--- Records supplied ---

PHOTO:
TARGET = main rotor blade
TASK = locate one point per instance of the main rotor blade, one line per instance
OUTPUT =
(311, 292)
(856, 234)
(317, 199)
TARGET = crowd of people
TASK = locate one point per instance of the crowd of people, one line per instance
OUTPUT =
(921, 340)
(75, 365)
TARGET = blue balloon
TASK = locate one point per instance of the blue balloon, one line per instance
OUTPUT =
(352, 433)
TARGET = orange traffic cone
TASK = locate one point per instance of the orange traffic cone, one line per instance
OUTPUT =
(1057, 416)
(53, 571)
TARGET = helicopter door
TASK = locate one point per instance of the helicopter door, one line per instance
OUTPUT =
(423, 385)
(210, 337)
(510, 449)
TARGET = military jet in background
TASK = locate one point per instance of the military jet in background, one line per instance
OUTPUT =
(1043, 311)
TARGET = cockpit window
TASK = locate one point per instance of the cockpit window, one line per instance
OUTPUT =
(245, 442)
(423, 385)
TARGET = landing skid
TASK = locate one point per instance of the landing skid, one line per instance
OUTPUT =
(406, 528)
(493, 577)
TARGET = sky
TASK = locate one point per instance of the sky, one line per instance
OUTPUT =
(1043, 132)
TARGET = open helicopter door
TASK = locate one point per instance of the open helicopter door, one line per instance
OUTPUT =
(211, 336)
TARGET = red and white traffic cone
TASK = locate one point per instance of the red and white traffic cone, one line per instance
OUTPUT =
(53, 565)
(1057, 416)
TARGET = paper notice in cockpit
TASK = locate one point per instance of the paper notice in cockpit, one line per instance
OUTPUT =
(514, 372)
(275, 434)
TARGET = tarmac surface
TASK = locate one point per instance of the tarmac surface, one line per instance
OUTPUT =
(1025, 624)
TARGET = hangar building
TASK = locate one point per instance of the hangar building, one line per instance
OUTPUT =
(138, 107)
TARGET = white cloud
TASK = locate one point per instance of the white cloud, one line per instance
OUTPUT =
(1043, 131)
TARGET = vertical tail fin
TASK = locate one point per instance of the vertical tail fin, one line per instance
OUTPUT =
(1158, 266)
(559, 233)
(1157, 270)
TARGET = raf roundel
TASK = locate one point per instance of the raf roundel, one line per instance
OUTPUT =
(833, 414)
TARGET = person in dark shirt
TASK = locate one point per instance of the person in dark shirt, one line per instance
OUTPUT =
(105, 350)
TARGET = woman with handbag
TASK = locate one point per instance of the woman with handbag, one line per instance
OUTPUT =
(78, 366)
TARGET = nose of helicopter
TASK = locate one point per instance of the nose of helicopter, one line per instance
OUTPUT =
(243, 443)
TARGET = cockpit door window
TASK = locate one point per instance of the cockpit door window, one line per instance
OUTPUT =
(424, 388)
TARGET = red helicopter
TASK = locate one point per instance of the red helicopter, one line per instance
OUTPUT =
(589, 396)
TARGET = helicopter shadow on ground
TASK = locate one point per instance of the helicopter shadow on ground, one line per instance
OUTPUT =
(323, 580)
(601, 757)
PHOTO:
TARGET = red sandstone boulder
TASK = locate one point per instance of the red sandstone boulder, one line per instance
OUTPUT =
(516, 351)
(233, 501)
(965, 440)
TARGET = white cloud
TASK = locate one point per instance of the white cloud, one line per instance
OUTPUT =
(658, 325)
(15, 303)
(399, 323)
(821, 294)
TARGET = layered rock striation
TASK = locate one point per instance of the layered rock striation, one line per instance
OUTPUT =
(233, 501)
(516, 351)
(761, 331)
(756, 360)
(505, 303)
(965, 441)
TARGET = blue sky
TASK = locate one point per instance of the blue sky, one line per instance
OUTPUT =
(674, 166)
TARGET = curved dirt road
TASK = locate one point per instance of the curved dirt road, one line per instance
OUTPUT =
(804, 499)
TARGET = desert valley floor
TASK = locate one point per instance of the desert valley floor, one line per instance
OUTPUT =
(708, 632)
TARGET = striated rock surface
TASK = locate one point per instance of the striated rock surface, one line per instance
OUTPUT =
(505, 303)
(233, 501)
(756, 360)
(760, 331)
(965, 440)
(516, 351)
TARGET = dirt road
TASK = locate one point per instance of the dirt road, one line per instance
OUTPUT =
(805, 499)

---

Task brief: What is needed is an exact copy of every record above.

Answer to this task:
PHOTO:
TARGET = main rotor blade
TASK = locate one point per instance of the main rotor blade, one line per instance
OUTPUT =
(311, 292)
(856, 234)
(317, 199)
TARGET = crowd of people
TASK = locate one point per instance of the crowd of people, one line per instance
OUTPUT =
(921, 340)
(75, 365)
TARGET = blue balloon
TASK = locate one point per instance of the blue balloon, one line per instance
OUTPUT =
(352, 433)
TARGET = orange traffic cone
TASK = locate one point per instance of the orange traffic cone, one line per instance
OUTPUT =
(1057, 416)
(53, 571)
TARGET = helicopter door
TASK = locate one point per instance of the helicopter door, one line per instance
OUTPUT =
(423, 385)
(210, 337)
(510, 449)
TARGET = military jet in background
TASK = locate one point per instance of the military jet in background, one line per instance
OUTPUT =
(1043, 311)
TARGET = cockpit window
TASK = locate one point per instance of the cockpit window, one line per instance
OUTPUT =
(245, 442)
(423, 385)
TARGET = landing skid
TASK = locate one point per instance of the landing skid, one line per instance
OUTPUT =
(406, 528)
(493, 577)
TARGET = sky
TASK = locate one point per instance of the sky, one line per instance
OUTPUT =
(1043, 132)
TARGET = open helicopter door
TASK = locate one point per instance of the open helicopter door, one line per instance
OUTPUT =
(211, 336)
TARGET = red and white traffic cone
TASK = locate one point per instance of the red and white traffic cone, one line per instance
OUTPUT =
(53, 565)
(1057, 416)
TARGET = paper notice in cockpit
TASK = locate one point per instance of the paper notice in cockpit, one line per instance
OUTPUT =
(514, 372)
(275, 434)
TARGET = tarmac surface
TASK = locate one point per instance of the tarmac surface, one line per instance
OUTPUT =
(1025, 624)
TARGET = hangar building
TASK = locate one point per instance of the hangar building, one line per instance
OUTPUT =
(138, 107)
TARGET = white cloud
TASK = locate one point per instance of the white cloud, one line per instance
OUTPUT =
(1043, 131)
TARGET = vertical tail fin
TASK = locate one point per instance of the vertical tail fin, one line per instance
OUTPUT =
(1158, 266)
(559, 233)
(1157, 270)
TARGET = raf roundel
TASK = locate one point per instance of the raf roundel, one line per instance
OUTPUT =
(833, 414)
TARGET = person in dark shirt
TASK = locate one point per instance of the person in dark shirt, one line per instance
OUTPUT =
(105, 350)
TARGET = woman with handbag
TASK = locate one point per instance of the woman with handbag, one line per instance
OUTPUT =
(78, 366)
TARGET = nose of helicopter
TASK = locate one point per instance of the nose of helicopter, one line per instance
OUTPUT =
(243, 443)
TARGET = cockpit door window
TASK = locate one point per instance of the cockpit door window, one line per instance
OUTPUT =
(424, 388)
TARGET = red helicopter
TASK = locate one point per instance of the red helicopter, one line per instance
OUTPUT =
(589, 396)
TARGET = helicopter shadow on ground
TASK = locate one point per instance of the helicopter shadow on ground, one line per instance
OUTPUT =
(323, 580)
(601, 757)
PHOTO:
TARGET = red sandstone boulder
TASK = locate one point per instance of the red sandstone boulder, one line per instance
OUTPUT =
(516, 351)
(233, 501)
(965, 440)
TARGET = white cloud
TASK = locate one point per instance of the white cloud, one line per instance
OUTPUT =
(658, 325)
(15, 303)
(399, 323)
(821, 294)
TARGET = layered rock striation
TASK = locate one point per instance of the layered rock striation, one line per instance
OUTPUT =
(233, 501)
(516, 351)
(761, 331)
(756, 360)
(505, 303)
(965, 441)
TARGET = blue sky
TASK = locate one point per instance of the blue sky, one line per instance
OUTPUT =
(674, 166)
TARGET = curved dirt road
TASK = locate one point per instance of the curved dirt road, one line per instance
OUTPUT =
(804, 499)
TARGET = desert valley floor
TASK = locate one point per instance of the desert valley floor, one line per instance
OUTPUT =
(708, 632)
TARGET = striated rock surface
TASK = locate one point per instance of the striated rock surface, one line per instance
OUTPUT =
(505, 303)
(233, 501)
(756, 360)
(760, 331)
(965, 440)
(516, 351)
TARGET = dirt road
TASK = locate one point per instance of the dirt road, one line per instance
OUTPUT =
(805, 499)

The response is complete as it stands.